Retype every line of the entries below word for word, leaving out the pictures.

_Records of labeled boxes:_
* * *

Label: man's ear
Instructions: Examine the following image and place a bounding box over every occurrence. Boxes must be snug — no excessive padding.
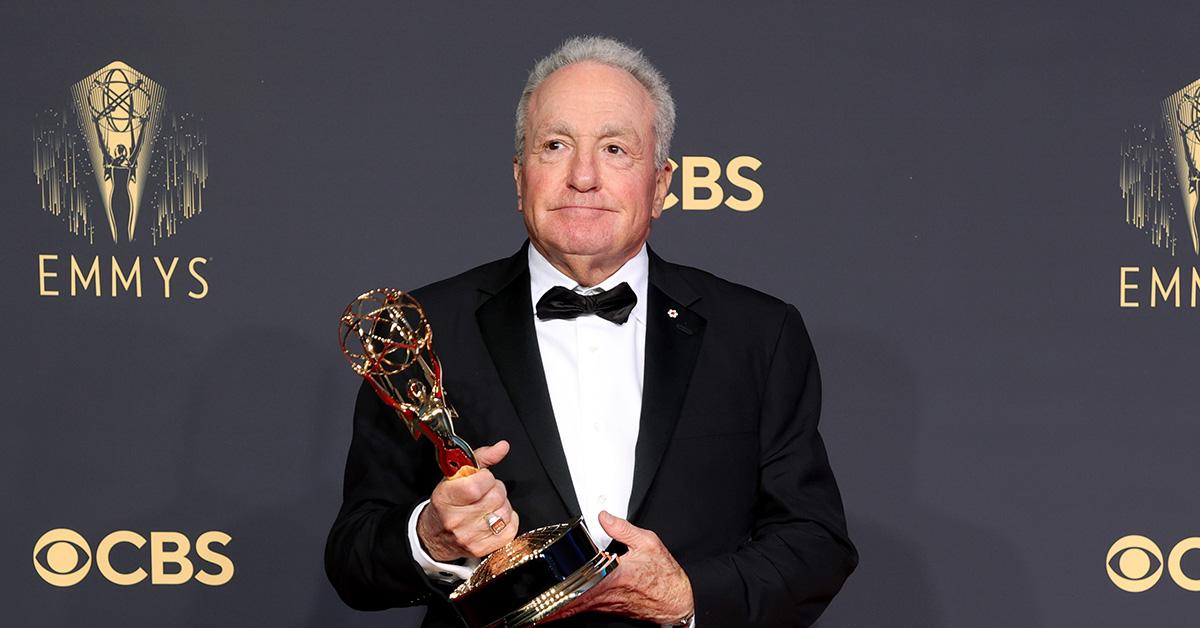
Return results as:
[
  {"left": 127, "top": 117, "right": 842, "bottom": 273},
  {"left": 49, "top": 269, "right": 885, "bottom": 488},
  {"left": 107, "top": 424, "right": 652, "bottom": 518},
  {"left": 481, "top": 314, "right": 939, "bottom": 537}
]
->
[
  {"left": 650, "top": 157, "right": 674, "bottom": 219},
  {"left": 512, "top": 155, "right": 524, "bottom": 211}
]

* * *

_Exercise response:_
Label: man's ear
Instructions: Examine the following image and place a bounding box over every occurrence. Boxes must be snug — no excessive padding.
Return results as:
[
  {"left": 127, "top": 117, "right": 842, "bottom": 273},
  {"left": 49, "top": 269, "right": 885, "bottom": 488},
  {"left": 107, "top": 424, "right": 652, "bottom": 518},
  {"left": 481, "top": 314, "right": 939, "bottom": 537}
]
->
[
  {"left": 650, "top": 157, "right": 674, "bottom": 219},
  {"left": 512, "top": 155, "right": 524, "bottom": 211}
]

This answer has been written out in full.